** Information supplied **
* * * * *

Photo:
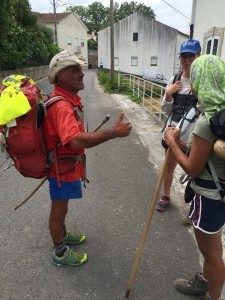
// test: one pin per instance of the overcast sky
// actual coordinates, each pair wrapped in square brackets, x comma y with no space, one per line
[178,18]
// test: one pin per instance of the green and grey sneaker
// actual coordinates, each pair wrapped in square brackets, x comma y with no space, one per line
[70,258]
[73,238]
[194,287]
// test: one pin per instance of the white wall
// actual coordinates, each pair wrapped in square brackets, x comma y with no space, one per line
[154,40]
[208,18]
[70,29]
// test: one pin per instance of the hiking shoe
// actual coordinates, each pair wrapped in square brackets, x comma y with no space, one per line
[70,258]
[163,203]
[73,238]
[193,287]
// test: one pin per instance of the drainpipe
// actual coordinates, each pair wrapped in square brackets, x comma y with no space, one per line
[55,24]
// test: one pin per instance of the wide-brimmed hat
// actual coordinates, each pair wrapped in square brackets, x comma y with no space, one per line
[60,61]
[190,46]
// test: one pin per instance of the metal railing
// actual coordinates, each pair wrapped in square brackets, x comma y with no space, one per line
[149,92]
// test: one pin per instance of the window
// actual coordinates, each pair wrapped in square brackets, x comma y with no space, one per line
[213,41]
[134,60]
[116,61]
[212,45]
[135,36]
[154,60]
[69,40]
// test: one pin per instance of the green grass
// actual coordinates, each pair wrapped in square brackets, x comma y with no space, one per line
[110,87]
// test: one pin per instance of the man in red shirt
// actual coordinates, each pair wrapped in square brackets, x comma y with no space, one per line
[64,131]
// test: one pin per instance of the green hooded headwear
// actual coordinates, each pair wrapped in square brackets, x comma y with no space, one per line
[208,83]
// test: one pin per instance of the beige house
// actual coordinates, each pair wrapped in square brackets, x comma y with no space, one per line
[69,31]
[208,23]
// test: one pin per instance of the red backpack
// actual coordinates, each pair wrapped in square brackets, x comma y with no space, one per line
[25,142]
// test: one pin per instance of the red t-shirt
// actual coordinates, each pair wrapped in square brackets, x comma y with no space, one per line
[61,126]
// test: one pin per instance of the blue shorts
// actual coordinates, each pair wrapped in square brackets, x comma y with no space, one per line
[207,215]
[68,190]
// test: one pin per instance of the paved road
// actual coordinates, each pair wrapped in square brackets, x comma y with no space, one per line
[123,175]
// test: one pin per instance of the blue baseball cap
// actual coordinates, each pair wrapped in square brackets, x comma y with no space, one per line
[190,46]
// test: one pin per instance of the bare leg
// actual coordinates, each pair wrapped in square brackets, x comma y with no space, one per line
[168,177]
[57,217]
[210,246]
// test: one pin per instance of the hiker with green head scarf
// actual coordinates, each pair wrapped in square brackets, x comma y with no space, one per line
[207,210]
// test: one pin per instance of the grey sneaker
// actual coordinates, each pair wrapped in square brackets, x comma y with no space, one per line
[193,287]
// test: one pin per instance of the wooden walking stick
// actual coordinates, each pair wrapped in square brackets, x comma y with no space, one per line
[146,227]
[106,119]
[31,194]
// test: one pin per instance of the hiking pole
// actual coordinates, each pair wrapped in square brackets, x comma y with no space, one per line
[31,194]
[106,119]
[146,226]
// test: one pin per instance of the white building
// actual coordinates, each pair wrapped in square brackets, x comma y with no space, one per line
[71,32]
[208,19]
[141,43]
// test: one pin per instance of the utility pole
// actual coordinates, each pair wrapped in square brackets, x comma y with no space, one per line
[112,39]
[55,24]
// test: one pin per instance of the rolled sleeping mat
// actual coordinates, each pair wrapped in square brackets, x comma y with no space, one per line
[219,148]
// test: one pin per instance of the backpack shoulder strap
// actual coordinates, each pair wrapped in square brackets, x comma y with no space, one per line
[177,77]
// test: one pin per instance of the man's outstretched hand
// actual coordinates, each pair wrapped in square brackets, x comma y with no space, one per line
[122,128]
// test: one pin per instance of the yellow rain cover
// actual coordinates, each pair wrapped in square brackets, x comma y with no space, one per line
[13,103]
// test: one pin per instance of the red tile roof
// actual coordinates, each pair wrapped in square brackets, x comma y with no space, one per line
[49,18]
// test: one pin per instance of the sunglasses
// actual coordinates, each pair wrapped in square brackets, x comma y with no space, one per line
[184,56]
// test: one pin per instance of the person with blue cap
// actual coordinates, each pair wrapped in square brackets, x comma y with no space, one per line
[176,102]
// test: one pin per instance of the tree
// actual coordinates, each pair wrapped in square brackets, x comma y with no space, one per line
[23,41]
[92,44]
[128,8]
[96,16]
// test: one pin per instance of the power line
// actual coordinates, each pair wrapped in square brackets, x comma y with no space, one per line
[176,10]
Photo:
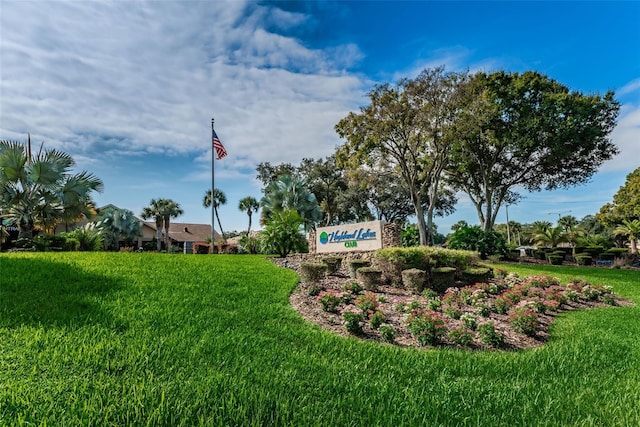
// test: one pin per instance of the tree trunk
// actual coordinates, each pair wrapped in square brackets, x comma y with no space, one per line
[422,226]
[159,235]
[220,225]
[167,240]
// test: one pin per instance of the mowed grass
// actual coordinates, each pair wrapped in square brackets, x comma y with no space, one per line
[153,339]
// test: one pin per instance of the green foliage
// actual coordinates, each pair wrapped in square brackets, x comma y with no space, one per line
[460,336]
[38,189]
[393,261]
[290,194]
[312,272]
[414,280]
[410,236]
[388,333]
[426,326]
[471,276]
[329,300]
[89,237]
[526,131]
[353,321]
[282,234]
[355,264]
[371,277]
[118,224]
[398,128]
[474,238]
[442,278]
[146,339]
[524,320]
[584,259]
[333,263]
[489,336]
[377,319]
[625,204]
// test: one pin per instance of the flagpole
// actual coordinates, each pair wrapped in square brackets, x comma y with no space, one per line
[213,209]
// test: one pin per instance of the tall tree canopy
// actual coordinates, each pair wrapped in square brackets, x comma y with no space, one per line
[39,189]
[290,193]
[526,131]
[626,202]
[406,127]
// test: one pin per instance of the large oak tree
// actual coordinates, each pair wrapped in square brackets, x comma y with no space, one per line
[526,132]
[405,127]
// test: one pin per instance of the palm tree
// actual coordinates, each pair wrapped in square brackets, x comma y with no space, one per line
[38,189]
[118,224]
[155,211]
[630,229]
[170,210]
[249,205]
[290,193]
[219,198]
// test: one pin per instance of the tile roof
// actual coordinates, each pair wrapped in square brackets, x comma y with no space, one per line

* * * * *

** Request **
Quote the data above in full and without alteration; skip the pictures.

** Full solution **
Photo:
// test: one pin per instance of the overcast sky
// actual coordinates, each pair wrapped in square brackets, x comma y with no space, one per line
[178,18]
// test: one pin per instance of the green and grey sneaker
// actual coordinates, each pair wrapped in square brackets, x comma y with no space, one per line
[70,258]
[73,238]
[194,287]
// test: one pin per instance of the white wall
// actual coordinates, each pair wrapped in square brackets, x comma y with no space, one per line
[154,40]
[208,18]
[70,29]
// test: one pin per instance of the hiking shoe
// actual coordinates, each pair wrapped in square brackets, x comma y with no space, one per line
[70,258]
[163,203]
[73,238]
[193,287]
// test: one pin per instance of the drainpipe
// actual coordinates, each pair wrapped in square brackets, x comma y with no space, one per line
[55,24]
// test: one pin per instance of the wide-brimmed hat
// actual coordinates, each pair wrapped in square brackets, x comma y with no space, one per line
[60,61]
[190,46]
// test: one pin per instance of the metal railing
// actual coordinates, each pair wrapped in square brackets, x comma y with no space, one per line
[149,92]
// test: one pin per instance of the window
// actual coordinates, each pair wrapped in square brackets, x comma y with no space, one per line
[213,41]
[134,60]
[116,61]
[212,45]
[135,36]
[154,60]
[69,40]
// test: one pin per instance of the green grass
// actual coordinates, each pair wrapped in square brackets, x comma y with no space, one per line
[110,87]
// test: one pin per instance of the man in red shirt
// actual coordinates, each pair wrapped in square brackets, x comma y with no space, one per line
[64,131]
// test: one pin per instance of the green hooded headwear
// actual coordinates, each pair wrapped in square brackets, x comma y with no space, one per line
[208,83]
// test: one pin per instance of the beige house
// actual coordinates, each pair wrapped in square brackets, x comma y with no space, one per line
[69,31]
[208,23]
// test: one pin per instance of the red backpack
// actual coordinates, each pair wrapped in square brackets, x comma y with no space, one per line
[25,142]
// test: one pin per instance of the red t-shirt
// actual coordinates, each pair wrapped in square brackets, x comma y with no space, one per line
[61,126]
// test: one pin per instance of the blue shorts
// actual coordinates, each pair wrapped in square brackets, x comma y with no space, one per line
[207,215]
[68,190]
// test: one pin per instance of the paved road
// actual coordinates, each pair wrapped in square brackets, x comma y with no space, one per line
[123,175]
// test: one pin per instance of the blue baseball cap
// actual coordinates, each pair wrapped in square brackets, x comma y with no space, one per line
[190,46]
// test: one pin per instance of the bare leg
// actual coordinates, each pair wrapped in square brackets, x comma y with no space, one per line
[168,177]
[57,217]
[210,246]
// test: one pin per instance of the hiker with green head scarf
// actual coordinates, each pair wrapped in square brackets, x comma y with no space, one per line
[207,210]
// test: one pin per instance of the grey sneaker
// actual coordinates, each pair wrapped in square brackets, x comma y with no space, one per line
[193,287]
// test: one pin per instance of the wooden walking stick
// actual coordinates, each pair wrapped in square brackets, x comma y with no space, one per line
[146,227]
[106,119]
[31,194]
// test: one pin per instance of the hiking pole
// actual coordinates, each pair wrapped in square brackets, x comma y with no space, one per line
[31,194]
[106,119]
[146,226]
// test: one pin per instance of the white building
// actual coordinates, each pair wrapped in square brackets, x comma y with no space, one per line
[71,32]
[208,19]
[141,43]
// test: one pin per instance of the utility pole
// actual coordinates, each pair wrapped in square brackets, x comma y with no space, one per line
[112,39]
[55,24]
// test: one pin per instance of the rolled sleeping mat
// actual coordinates, each pair wrapped in square brackets, x comma y with no space, one per line
[219,148]
// test: one pin per instance of the backpack shoulder strap
// actual coordinates, each pair wrapped in square brackets, x comma y with no space, one per line
[177,77]
// test: one pin per instance of the man's outstretched hand
// actual coordinates, each pair wrapped in square brackets, x comma y with no space, one per line
[122,128]
// test: one pin per instance of the yellow rain cover
// actual coordinates, each pair wrapped in square brackets, x comma y with no space, one per line
[13,103]
// test: one pin per instance of the red tile roof
// actual coordinates, each pair wrapped in square brackets, x comma y with no space, one per line
[49,18]
// test: one pin per instance of the sunglasses
// actual coordinates, each pair wrapped in square brackets, x comma y with no space, one per line
[184,56]
// test: one pin per instance of the person with blue cap
// actual coordinates, each pair wrapped in square brackets, x comma y with no space, one per line
[176,102]
// test: one pin per instance of the tree
// actual coordinates, each pair wrapped in square brackets, x comma y with no space, one per line
[23,41]
[92,44]
[128,8]
[96,16]
// test: one pin per instance of the power line
// actual coordinates, each pair wrapped in square brackets, x comma y with no space, one per line
[176,10]
Photo:
// test: one pin per instance of the tree trunk
// actual coordinates, each pair wrapped in square brackets, x comma y with no space, one per line
[422,226]
[159,235]
[220,225]
[167,240]
// test: one pin per instance of the mowed grass
// actual coordinates, each pair wrapped in square brackets, x comma y with no space, one per line
[153,339]
// test: one pin per instance of the green foliage
// actual coordinates, each pair wrapped in square brackets, x comma y with no space, one per line
[460,336]
[38,189]
[393,261]
[290,194]
[312,272]
[414,280]
[410,236]
[388,333]
[426,326]
[471,276]
[329,300]
[89,237]
[526,131]
[353,321]
[282,234]
[355,264]
[371,277]
[118,224]
[398,128]
[474,238]
[442,278]
[146,339]
[524,320]
[584,259]
[333,263]
[489,336]
[377,319]
[625,204]
// test: one pin per instance of the flagpole
// actual coordinates, each pair wrapped in square brackets, x comma y with no space, one per line
[213,209]
// test: one pin per instance of the tall tree canopy
// actual coordinates, each pair wrapped in square brackets, x comma y with no space, one per line
[39,189]
[290,193]
[526,131]
[626,202]
[406,127]
// test: one pin per instance of the large oak tree
// actual coordinates, each pair wrapped in square brackets, x comma y with no space, one per line
[526,132]
[405,127]
// test: one pin per instance of the palm tree
// actual coordinates, each pair wrapped in square brackets, x comma y with no space, one per line
[38,189]
[118,224]
[155,211]
[630,229]
[170,210]
[249,205]
[290,193]
[219,198]
// test: one pin per instance of the tile roof
// actual coordinates, each pair wrapped in square brackets, x comma y with no space, one per line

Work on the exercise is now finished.